PROBLEM TO SOLVE: In the records below, pick out each line containing the string "belt" and copy those lines. Letter case matters when matching.

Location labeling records

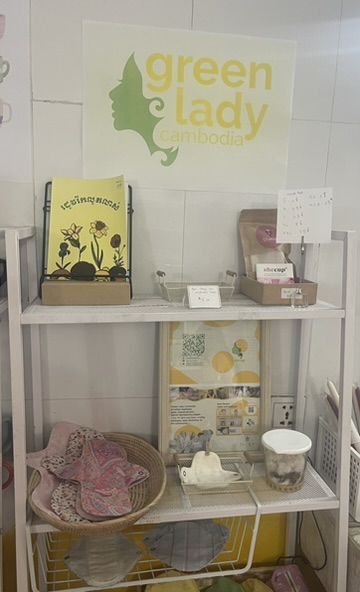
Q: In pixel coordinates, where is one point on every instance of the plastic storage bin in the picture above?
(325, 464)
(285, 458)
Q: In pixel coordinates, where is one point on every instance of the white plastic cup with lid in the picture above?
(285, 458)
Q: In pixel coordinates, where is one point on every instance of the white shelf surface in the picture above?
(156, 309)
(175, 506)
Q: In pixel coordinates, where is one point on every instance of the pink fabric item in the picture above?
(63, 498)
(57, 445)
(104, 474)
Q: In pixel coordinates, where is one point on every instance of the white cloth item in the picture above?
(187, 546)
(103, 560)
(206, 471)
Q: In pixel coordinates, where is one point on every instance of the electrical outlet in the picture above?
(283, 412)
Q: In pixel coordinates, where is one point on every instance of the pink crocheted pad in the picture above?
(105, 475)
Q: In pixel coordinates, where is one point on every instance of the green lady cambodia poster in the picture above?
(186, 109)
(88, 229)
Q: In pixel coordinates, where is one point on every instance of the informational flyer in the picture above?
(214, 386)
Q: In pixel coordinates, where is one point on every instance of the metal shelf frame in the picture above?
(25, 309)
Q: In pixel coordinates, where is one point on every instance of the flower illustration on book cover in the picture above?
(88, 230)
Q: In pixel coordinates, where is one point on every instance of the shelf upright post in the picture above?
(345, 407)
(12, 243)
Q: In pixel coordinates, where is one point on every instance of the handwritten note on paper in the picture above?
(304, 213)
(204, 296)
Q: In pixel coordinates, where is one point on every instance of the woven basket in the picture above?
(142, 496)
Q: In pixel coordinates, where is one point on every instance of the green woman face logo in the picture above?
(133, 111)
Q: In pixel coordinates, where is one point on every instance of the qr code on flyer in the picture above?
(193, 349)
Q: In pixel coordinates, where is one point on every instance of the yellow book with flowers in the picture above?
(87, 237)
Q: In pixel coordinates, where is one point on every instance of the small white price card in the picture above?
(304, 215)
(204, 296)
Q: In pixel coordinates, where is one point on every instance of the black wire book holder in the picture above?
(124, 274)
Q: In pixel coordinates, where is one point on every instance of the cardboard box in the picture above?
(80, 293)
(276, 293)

--

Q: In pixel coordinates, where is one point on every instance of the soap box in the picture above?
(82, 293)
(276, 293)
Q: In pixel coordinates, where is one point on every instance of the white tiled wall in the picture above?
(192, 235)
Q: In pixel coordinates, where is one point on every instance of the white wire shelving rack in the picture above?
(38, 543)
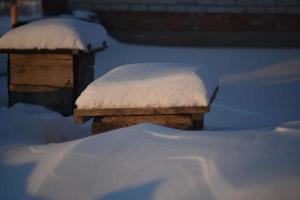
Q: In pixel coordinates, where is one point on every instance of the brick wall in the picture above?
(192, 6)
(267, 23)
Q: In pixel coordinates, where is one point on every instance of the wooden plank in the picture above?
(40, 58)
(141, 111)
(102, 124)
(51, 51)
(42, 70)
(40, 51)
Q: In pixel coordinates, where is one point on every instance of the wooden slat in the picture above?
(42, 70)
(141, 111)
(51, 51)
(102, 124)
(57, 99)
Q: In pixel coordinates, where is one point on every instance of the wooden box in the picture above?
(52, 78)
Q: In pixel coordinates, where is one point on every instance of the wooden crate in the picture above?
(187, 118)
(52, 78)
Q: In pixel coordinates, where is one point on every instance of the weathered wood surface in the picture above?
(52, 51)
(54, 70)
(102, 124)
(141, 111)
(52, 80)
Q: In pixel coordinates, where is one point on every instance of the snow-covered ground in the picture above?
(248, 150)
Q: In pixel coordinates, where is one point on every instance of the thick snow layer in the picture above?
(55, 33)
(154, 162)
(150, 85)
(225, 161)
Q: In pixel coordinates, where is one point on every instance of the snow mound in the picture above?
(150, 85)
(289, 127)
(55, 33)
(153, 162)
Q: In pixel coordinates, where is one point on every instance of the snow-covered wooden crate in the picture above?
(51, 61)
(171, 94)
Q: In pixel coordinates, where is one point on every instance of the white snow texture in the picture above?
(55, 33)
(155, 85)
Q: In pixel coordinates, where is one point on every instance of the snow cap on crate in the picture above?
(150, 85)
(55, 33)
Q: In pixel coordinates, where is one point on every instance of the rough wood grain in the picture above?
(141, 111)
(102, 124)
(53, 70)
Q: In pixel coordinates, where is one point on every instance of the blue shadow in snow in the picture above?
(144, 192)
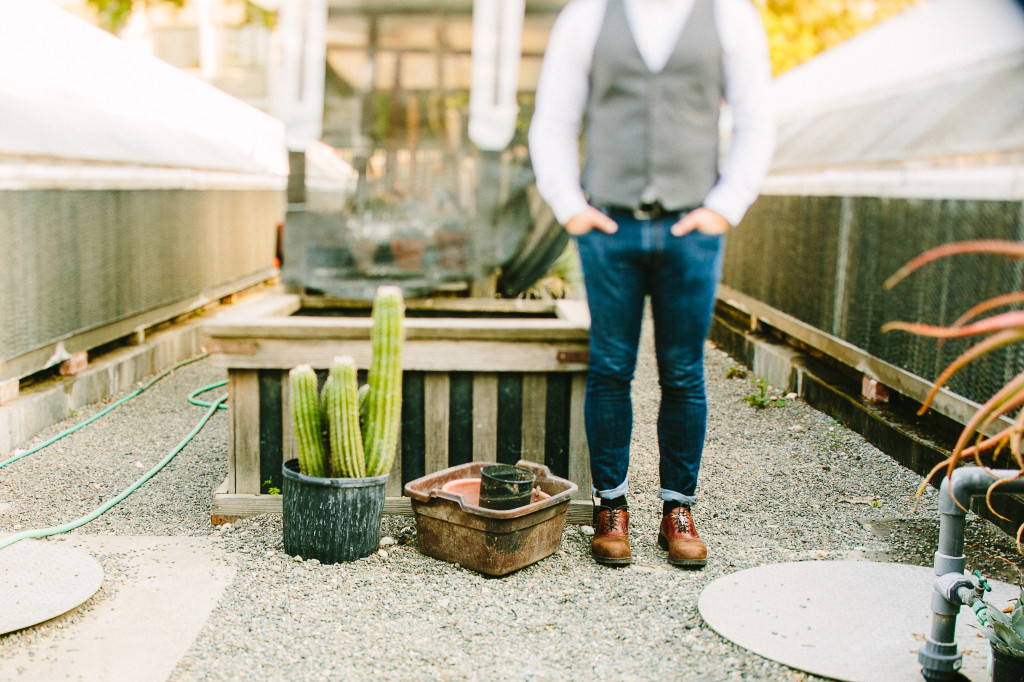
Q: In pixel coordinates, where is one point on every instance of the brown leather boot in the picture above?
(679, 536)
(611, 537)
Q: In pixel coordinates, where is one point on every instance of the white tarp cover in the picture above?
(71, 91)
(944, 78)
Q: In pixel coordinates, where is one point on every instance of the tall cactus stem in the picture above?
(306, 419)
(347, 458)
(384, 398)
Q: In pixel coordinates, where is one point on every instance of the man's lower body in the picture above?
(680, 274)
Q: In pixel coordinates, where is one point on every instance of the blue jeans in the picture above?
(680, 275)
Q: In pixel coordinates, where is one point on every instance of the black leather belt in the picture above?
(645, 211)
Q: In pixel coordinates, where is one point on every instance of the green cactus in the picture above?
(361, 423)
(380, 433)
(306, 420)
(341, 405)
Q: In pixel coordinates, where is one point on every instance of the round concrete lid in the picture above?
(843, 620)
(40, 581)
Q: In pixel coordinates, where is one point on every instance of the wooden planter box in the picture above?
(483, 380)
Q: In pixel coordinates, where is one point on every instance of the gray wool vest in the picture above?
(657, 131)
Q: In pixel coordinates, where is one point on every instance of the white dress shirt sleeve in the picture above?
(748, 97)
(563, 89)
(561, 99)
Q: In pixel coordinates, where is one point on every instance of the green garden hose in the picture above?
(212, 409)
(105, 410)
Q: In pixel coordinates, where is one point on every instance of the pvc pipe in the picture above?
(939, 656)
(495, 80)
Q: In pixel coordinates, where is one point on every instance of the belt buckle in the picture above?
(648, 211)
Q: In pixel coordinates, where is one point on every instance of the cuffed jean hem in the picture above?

---

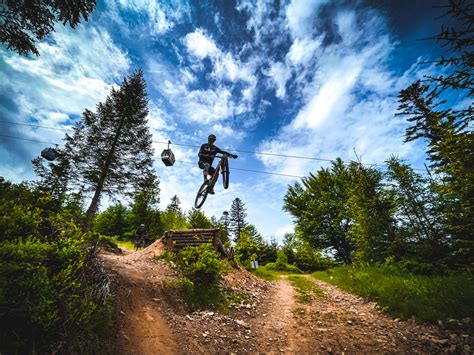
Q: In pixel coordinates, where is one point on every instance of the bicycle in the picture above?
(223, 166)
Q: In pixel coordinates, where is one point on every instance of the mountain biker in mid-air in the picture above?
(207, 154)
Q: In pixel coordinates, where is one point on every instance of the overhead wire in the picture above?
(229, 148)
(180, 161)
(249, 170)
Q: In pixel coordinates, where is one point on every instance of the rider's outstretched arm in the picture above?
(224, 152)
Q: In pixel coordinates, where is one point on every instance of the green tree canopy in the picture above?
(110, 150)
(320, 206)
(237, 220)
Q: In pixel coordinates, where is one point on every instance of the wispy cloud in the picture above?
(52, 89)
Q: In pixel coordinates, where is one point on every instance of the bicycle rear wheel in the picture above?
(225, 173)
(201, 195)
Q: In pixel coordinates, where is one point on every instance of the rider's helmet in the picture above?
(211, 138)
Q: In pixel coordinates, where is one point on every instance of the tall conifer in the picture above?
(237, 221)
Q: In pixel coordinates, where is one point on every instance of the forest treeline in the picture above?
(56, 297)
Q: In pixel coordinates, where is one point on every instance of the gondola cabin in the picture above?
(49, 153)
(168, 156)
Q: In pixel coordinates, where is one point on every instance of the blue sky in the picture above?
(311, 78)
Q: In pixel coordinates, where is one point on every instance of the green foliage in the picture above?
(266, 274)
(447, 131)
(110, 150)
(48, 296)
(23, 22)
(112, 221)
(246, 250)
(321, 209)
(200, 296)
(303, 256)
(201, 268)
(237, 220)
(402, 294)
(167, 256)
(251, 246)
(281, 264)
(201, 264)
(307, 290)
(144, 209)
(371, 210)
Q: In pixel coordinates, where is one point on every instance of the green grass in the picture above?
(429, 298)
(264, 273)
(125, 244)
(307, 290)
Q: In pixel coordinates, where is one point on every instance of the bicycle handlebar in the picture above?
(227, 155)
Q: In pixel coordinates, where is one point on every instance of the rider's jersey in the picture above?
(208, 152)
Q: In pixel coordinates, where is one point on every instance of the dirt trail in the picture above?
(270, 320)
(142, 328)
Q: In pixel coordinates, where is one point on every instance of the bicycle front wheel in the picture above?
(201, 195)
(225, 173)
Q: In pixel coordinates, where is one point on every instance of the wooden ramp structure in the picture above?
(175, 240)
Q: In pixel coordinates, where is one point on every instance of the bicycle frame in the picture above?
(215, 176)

WORKED ANSWER:
Q: In pixel coordinates, where is one point on every instance of the black leather belt in the picture above?
Q: In pixel coordinates, where is one point on every instance of the belt buckle in the picture above?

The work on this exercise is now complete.